_EXERCISE BRIEF_
Can you copy the autism post below word for word, from "The article is an" up to and including "in this topic."?

Thursday, August 4, 2005
Autistic Disorder, or (as it is more commonly called) autism, is one type of "pervasive developmental disorder" usually diagnosed in childhood. Individuals with autism display marked impairments in social interaction, often evidenced by abnormal or repetitive behavior, lack of peer relationships, highly restricted preoccupations, and communication abnormalities. (In the movie "Rain Man," Dustin Hoffman played an adult with autism.) Many websites list the American Psychiatric Association’s diagnostic criteria for autistic disorder, including this one: http://locus.umdnj.edu/autism/dsmiv.html
Most children with autism unquestionably suffer from disabilities that interfere with their ability to learn, but they may encounter difficulties in receiving needed educational support from public school systems. A valuable article — with many useful links to additional information — appears on the current Medscape website, at this URL:http://www.medscape.com/viewarticle/508088?src=hp12.infocus (free with registration)
The article is an interview with Jill G. Escher, an attorney who has a child with autism and who works in the field of autism law. In the interview, Ms. Escher describes statutes, policies, rights, and procedures available to gain appropriate services for children with autism. She also discusses what parents might do to get their children evaluated by experts, information sources for parents concerning books and websites about the law and autism, and the pros and cons of attorney representation. Although the article is directed toward physicians who treat patients with autism and the parents/guardians of these children, the article provides a useful introduction to attorneys and others interested in this topic.

_Stored records_
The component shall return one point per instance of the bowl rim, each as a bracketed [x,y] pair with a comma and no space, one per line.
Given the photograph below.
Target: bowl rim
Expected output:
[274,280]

---

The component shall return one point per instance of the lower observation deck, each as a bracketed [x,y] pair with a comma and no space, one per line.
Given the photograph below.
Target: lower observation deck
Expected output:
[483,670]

_WORKED SOLUTION_
The article is an interview with Jill G. Escher, an attorney who has a child with autism and who works in the field of autism law. In the interview, Ms. Escher describes statutes, policies, rights, and procedures available to gain appropriate services for children with autism. She also discusses what parents might do to get their children evaluated by experts, information sources for parents concerning books and websites about the law and autism, and the pros and cons of attorney representation. Although the article is directed toward physicians who treat patients with autism and the parents/guardians of these children, the article provides a useful introduction to attorneys and others interested in this topic.